TASK INSTRUCTIONS → Find the line containing "The component shall indicate one point per instance of the house", then output it and every line after it through the end of the listing below, exactly as written.

[Object point labels]
----------------
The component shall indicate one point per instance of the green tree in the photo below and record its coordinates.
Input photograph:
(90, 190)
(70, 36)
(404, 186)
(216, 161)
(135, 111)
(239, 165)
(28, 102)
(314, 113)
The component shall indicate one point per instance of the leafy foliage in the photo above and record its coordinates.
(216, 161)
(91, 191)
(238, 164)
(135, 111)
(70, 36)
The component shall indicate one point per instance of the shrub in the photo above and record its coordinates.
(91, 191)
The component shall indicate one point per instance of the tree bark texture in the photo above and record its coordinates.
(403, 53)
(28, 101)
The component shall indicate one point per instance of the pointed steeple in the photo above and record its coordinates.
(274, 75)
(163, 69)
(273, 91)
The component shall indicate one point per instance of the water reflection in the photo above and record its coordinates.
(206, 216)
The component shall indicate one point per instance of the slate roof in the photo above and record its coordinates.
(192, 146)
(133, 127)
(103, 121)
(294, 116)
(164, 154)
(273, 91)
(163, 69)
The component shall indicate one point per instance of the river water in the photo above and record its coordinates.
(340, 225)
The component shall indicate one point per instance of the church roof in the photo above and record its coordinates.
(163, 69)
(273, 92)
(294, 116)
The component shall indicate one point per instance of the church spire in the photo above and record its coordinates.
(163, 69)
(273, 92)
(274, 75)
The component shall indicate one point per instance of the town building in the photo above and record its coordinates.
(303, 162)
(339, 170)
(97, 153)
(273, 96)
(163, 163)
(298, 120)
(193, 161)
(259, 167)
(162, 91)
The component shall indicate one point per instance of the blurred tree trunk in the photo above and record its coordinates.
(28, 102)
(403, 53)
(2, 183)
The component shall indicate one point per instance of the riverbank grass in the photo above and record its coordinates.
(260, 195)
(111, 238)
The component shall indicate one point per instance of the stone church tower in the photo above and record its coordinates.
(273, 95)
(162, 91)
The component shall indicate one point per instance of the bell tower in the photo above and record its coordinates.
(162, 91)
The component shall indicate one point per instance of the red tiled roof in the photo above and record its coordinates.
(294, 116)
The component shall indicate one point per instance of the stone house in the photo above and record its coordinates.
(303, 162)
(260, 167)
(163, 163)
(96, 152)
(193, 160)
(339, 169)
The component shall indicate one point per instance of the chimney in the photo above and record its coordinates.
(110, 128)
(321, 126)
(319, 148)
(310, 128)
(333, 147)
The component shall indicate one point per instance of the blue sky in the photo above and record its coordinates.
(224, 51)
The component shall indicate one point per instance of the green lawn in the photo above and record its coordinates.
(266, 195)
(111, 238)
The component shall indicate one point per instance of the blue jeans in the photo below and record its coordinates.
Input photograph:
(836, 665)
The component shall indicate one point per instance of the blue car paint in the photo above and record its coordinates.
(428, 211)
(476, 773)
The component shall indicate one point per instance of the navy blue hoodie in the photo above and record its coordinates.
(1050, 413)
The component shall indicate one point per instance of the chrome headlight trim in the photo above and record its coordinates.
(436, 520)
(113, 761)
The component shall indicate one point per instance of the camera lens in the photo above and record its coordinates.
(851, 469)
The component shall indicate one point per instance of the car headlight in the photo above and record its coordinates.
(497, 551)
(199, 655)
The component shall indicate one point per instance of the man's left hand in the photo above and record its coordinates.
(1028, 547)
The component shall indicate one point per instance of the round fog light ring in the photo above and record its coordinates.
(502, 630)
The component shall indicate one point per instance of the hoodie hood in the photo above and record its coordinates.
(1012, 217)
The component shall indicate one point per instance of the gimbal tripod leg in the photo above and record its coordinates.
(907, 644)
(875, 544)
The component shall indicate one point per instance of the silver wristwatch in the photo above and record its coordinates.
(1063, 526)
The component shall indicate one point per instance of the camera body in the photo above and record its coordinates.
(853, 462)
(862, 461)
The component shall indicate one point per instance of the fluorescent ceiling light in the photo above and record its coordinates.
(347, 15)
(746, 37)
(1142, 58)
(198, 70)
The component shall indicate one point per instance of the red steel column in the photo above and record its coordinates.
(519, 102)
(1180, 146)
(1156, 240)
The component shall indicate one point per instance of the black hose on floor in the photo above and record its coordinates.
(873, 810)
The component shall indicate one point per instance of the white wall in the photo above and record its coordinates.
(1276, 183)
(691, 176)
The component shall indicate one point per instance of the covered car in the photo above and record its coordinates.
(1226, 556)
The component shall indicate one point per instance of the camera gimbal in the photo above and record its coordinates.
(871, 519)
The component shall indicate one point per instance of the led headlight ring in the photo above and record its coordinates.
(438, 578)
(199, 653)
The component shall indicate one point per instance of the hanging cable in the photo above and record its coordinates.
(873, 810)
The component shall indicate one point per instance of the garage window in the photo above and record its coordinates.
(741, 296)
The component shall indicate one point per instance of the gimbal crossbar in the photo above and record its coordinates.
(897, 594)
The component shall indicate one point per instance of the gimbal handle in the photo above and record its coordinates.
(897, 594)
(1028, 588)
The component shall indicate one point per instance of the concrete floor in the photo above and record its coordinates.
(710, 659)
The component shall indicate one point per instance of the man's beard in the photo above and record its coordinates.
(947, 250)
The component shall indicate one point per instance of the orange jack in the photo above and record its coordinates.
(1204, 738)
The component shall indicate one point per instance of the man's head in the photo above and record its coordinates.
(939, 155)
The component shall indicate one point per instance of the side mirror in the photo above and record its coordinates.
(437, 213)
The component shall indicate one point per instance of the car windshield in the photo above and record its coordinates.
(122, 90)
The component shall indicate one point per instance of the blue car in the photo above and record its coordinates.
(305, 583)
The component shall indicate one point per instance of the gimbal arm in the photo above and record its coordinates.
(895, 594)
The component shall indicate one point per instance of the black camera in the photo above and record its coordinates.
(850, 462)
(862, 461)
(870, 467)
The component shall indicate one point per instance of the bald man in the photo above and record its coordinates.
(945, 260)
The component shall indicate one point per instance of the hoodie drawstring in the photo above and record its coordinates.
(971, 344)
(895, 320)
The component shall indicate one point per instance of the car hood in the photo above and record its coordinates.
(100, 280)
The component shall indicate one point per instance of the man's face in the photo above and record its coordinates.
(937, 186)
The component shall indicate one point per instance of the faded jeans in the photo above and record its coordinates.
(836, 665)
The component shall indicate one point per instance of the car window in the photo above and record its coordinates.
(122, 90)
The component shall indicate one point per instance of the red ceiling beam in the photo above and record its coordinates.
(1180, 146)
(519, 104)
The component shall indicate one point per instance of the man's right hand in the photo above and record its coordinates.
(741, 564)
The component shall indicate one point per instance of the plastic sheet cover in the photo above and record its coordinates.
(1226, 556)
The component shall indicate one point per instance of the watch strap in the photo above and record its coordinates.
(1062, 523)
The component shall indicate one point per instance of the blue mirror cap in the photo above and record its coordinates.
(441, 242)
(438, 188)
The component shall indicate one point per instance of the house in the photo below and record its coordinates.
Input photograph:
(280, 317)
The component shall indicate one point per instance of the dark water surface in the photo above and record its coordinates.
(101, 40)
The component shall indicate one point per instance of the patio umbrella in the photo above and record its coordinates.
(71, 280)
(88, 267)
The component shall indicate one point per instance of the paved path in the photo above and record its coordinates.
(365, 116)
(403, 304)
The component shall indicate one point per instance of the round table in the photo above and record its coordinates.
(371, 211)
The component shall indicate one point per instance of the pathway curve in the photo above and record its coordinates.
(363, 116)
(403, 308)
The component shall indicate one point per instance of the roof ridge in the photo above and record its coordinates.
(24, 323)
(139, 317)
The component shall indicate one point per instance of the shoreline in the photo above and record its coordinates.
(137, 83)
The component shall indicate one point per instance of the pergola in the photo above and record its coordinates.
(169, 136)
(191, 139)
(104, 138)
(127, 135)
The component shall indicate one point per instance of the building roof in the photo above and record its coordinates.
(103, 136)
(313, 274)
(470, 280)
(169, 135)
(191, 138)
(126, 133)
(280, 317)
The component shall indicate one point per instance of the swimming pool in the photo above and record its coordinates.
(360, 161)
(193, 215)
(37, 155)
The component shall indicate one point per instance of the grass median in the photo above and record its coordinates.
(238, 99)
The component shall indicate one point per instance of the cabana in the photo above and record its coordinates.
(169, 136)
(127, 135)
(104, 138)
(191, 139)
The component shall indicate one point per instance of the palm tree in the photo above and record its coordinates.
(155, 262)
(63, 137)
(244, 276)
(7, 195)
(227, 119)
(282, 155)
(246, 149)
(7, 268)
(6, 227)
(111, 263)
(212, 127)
----------------
RIGHT ANSWER →
The component shall indicate one point per instance of the house in the photo below and record its coordinates.
Input photograph:
(280, 317)
The component shall indicate one point per instance of the dark water surface in the photo above and record its coordinates.
(101, 40)
The component shall indicate one point per instance of the patio umbrella in the photo above and record its coordinates.
(71, 280)
(88, 267)
The component shall indicate one point per instance of the paved path in the photo above and record its coordinates.
(365, 116)
(403, 304)
The component shall indicate one point per instance of the round table in the photo above and record its coordinates.
(371, 211)
The component shall indicate one point per instance of the pathway curve in the photo above and record its coordinates.
(363, 116)
(403, 308)
The component shall indicate one point per instance of the roof ridge in the photo above and record its coordinates.
(24, 323)
(139, 317)
The component shall indicate one point per instance of the shoreline in the photo above and record its coordinates.
(137, 83)
The component shall indicate one point per instance of the pergola in the photo above and record its coordinates.
(169, 136)
(191, 139)
(104, 138)
(127, 135)
The component shall indicate one point per instance of the building roof in the photo above and record its coordinates.
(103, 136)
(313, 274)
(470, 280)
(169, 135)
(191, 138)
(126, 133)
(280, 317)
The component shall indicate one point per instance of the swimming pool in the photo above and record its coordinates.
(360, 161)
(193, 215)
(37, 155)
The component shall indicate one point per instance of the grass median in the photo above and record its coordinates.
(238, 99)
The component shall indicate one point per instance of the cabana in the photo above and record its coordinates.
(169, 136)
(127, 135)
(104, 138)
(191, 139)
The component shall indicate one point per instance of the palm tree in the photo above and record its coordinates.
(155, 262)
(63, 137)
(244, 276)
(7, 195)
(227, 119)
(282, 155)
(246, 149)
(7, 268)
(6, 227)
(111, 263)
(212, 127)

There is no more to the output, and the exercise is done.